══ Excerpt ══

Tag Archives: children’s homes

If it’s good enough for Mo Farah!


Guest Blogger Cedi Frederick, former social care Chief Executive and now Managing Director of Article Consulting Ltd challenges the sector to invest in coaching for Registered Managers 

 
      Cedi (Cedric) Frederick                                                                       
It’s generally accepted that the job of the Registered Manager is the toughest in social care bar none! No other job comes with the relentless pressure, the ever increasing expectations and in real terms the ever decreasing resources; be that people or money!  At its best it’s hugely rewarding, but at its worst it can break even the most resilient of individuals.  In 2013 in a response to the growing number of Registered Manager vacancies, the CQC imposed tough penalties on organisations who failed to fill the 2,439 Registered Manager vacancies that existed and miraculously between November 2013 and April 2014, 1395 manager vacancies were filled, with 470 registration applications lodged with the CQC.  I wondered then, as I wonder now how many of those appointments were really up to the toughest job in social care and how many of those managers appointed then are still Registered Managers today?

I have led many management and leadership workshops and training sessions for Registered Managers and there’s a slide I always use to illustrate the expectations placed on them.  It shows the faces of Oprah Winfrey, Mahatma Ghandi, Margaret Thatcher, Anita Roddick, Winston Churchill, Richard Branson, Albert Einstein and……Paul Daniels! So, the ideal Registered Manager needs to have Oprah’s empathy, Ghandi’s wisdom, Thatcher’s toughness, Roddick’s entrepreneurial spirit, Churchill’s leadership, Branson’s business savvy, Einstein’s brains and like Paul Daniels, a Manager needs to be able to pull rabbits out of hats!  A lot to expect of one person?  Yes, it is, but we’ve seen how a great Registered Manager can turn a failing care home around, but we’ve seen how a home that was previously well run and delivering great outcomes can slowly fail following the appointment of a Manager who is not up to the job!

═══
══ Data records ══

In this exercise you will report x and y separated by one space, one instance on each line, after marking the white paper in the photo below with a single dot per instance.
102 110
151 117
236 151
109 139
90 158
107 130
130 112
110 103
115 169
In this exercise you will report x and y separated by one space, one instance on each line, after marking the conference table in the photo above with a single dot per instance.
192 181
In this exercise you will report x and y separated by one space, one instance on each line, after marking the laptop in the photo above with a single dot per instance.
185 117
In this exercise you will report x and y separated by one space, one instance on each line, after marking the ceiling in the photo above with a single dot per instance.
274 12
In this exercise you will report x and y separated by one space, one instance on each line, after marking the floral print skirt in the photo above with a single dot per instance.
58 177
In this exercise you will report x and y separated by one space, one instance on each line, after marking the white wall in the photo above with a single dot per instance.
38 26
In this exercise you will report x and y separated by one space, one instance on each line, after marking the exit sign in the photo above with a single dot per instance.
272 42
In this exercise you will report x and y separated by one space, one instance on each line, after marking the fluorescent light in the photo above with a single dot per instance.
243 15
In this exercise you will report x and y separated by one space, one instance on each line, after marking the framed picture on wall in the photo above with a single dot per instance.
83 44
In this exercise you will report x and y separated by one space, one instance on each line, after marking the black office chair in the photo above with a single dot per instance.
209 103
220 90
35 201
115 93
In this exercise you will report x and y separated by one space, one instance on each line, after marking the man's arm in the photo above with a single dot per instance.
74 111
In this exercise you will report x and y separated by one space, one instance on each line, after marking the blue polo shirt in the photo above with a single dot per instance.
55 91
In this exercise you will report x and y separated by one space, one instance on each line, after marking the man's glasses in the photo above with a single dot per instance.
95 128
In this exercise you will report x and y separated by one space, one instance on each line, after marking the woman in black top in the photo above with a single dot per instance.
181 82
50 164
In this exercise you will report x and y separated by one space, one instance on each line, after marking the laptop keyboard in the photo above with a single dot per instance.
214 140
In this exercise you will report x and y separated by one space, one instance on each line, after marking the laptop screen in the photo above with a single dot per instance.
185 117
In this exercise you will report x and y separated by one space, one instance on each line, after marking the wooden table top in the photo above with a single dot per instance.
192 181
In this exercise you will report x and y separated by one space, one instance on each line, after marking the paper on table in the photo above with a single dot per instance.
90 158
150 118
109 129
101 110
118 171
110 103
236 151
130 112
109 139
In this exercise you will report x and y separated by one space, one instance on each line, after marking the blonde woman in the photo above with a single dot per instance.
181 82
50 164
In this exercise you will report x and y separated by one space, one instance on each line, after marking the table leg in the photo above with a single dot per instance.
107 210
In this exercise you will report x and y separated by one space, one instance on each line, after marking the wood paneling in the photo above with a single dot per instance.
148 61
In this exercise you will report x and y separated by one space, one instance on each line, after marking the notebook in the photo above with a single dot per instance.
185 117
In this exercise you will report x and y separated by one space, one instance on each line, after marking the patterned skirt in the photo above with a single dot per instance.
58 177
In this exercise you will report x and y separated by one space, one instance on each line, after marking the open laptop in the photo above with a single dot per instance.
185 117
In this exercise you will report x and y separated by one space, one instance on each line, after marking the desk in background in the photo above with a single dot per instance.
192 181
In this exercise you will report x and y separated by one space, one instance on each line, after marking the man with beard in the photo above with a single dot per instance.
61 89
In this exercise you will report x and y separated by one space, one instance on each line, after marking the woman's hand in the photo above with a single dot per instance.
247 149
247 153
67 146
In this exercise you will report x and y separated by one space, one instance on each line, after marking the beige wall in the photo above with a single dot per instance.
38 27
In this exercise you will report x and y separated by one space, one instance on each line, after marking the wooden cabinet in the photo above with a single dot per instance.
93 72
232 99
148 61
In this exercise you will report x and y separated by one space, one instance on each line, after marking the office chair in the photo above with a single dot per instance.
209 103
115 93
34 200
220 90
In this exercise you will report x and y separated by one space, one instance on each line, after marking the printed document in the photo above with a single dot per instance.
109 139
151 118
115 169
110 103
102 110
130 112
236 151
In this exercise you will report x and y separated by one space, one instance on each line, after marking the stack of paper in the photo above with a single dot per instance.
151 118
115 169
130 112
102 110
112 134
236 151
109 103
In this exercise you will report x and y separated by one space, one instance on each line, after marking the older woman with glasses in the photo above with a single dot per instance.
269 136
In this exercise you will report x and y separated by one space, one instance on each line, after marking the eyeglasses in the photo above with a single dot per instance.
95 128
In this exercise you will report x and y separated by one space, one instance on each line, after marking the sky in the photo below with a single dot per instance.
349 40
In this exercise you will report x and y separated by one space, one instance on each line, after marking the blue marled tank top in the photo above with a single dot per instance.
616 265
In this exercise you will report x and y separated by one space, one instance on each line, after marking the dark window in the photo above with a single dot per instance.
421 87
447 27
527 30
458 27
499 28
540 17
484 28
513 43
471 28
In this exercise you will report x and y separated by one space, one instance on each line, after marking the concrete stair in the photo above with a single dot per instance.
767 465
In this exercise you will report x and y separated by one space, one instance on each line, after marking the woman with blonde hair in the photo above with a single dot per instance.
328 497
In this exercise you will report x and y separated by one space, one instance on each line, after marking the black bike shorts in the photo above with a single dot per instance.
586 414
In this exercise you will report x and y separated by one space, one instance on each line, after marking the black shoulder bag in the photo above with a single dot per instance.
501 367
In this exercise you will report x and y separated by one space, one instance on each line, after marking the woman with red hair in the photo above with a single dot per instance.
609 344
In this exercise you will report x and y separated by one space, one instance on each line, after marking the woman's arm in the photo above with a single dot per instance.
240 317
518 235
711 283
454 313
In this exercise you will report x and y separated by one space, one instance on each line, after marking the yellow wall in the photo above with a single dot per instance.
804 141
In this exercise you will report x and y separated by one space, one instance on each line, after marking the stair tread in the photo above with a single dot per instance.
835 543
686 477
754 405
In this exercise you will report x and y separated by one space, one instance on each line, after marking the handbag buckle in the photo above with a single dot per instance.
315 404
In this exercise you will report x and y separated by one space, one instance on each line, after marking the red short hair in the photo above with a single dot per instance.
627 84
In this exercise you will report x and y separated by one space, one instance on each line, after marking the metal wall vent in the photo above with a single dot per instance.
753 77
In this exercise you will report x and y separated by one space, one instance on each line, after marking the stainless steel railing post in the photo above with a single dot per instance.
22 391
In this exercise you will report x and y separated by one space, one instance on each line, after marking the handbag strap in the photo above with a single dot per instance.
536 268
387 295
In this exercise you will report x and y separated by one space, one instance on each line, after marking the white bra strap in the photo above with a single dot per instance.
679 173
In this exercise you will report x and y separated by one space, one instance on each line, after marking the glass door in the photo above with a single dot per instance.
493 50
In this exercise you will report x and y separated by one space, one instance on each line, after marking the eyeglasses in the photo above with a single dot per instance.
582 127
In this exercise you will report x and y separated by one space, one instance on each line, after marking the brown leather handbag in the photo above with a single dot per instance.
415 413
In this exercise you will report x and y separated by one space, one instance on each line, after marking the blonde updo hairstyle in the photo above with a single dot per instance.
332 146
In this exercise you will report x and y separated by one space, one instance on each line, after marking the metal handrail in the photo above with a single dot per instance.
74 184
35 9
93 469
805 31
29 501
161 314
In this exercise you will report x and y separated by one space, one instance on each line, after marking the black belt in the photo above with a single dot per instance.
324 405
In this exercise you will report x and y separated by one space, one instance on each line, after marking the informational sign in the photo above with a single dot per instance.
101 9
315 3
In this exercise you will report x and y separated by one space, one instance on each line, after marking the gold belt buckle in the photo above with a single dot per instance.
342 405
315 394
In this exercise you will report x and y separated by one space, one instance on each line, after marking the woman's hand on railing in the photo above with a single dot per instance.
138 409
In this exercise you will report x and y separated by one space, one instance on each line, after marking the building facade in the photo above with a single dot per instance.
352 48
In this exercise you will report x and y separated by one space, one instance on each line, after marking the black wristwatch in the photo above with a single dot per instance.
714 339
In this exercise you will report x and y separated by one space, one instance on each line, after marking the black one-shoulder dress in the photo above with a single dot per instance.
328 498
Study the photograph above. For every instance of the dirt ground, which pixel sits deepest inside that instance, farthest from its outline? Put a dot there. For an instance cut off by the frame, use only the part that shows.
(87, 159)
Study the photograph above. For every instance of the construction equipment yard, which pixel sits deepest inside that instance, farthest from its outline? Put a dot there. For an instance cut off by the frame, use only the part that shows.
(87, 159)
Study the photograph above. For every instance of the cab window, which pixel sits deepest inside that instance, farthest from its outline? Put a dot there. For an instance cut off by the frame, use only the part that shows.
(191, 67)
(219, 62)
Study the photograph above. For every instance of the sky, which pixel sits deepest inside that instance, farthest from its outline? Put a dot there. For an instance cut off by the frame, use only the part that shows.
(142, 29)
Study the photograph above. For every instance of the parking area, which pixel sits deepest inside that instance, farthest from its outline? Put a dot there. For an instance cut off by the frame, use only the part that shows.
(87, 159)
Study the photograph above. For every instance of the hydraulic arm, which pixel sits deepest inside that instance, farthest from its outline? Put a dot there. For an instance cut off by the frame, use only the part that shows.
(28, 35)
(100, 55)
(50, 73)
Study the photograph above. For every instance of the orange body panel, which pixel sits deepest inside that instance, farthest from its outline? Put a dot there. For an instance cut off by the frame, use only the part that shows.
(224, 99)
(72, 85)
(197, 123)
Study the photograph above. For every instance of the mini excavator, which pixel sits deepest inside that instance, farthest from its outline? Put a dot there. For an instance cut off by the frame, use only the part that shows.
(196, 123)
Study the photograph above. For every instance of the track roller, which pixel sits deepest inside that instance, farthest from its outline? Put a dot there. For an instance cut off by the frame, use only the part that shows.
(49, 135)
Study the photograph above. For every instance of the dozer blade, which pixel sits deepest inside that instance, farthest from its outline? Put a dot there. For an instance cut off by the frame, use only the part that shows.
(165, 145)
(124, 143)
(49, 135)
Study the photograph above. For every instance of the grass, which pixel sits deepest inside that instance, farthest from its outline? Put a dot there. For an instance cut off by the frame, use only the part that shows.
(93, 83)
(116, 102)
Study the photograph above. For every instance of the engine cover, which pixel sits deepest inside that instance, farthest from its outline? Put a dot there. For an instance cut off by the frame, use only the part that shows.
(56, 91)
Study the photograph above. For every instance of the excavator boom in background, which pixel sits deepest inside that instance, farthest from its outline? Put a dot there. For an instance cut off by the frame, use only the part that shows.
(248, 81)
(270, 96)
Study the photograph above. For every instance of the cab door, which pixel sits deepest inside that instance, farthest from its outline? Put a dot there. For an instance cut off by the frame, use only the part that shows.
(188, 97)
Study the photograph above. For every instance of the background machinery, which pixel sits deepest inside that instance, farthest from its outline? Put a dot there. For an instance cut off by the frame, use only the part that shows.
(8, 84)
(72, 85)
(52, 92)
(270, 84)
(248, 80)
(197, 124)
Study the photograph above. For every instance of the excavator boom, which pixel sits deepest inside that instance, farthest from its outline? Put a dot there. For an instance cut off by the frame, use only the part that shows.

═══

■ Directions
(1) Using the blog post on Registered Managers, answer the following:
(a) How many Registered Manager vacancies existed when the CQC imposed tough penalties in 2013?
(b) How many manager vacancies were filled between November 2013 and April 2014?
(c) Which quality does the workshop slide associate with Winston Churchill?
(2) In the blog post on Registered Managers, why does the workshop slide include Paul Daniels?

■ Answers for the exercise
(1)
(a) 2,439
(b) 1395
(c) Leadership

(2) The slide illustrates the expectations placed on Registered Managers, with each face standing for a quality the ideal manager needs. Paul Daniels is included because a manager needs to be able to pull rabbits out of hats.